START
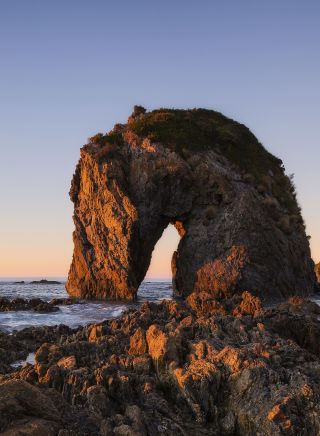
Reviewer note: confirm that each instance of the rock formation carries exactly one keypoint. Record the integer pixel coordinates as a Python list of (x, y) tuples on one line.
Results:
[(230, 200)]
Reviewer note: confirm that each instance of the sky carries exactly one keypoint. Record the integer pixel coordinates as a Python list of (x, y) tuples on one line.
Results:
[(70, 69)]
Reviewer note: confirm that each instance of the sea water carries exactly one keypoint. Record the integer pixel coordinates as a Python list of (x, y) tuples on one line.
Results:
[(73, 315)]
END
• **Required task**
Turn all of the lines above into a numbered list, skipping any blank lines and leaving the picture out.

• **Response for this exercise**
1. Reviewer note: confirm that each instance of the rock formation carries exactly one keypoint. Record the integer pixel coordinates as a Python list of (x, y) tuples on one line.
2. Results:
3. [(230, 200)]
4. Reviewer note: confirm that each instance of the sky carries exactly one keypoint. Record the integer pixel coordinates as a Python list of (x, y) tuples on one line.
5. Results:
6. [(70, 69)]
7. Reviewer note: confirm that each instance of the sea water carries exactly one keypoint. Record the integer pixel coordinates as a Python list of (x, y) tuples on one line.
8. Results:
9. [(73, 315)]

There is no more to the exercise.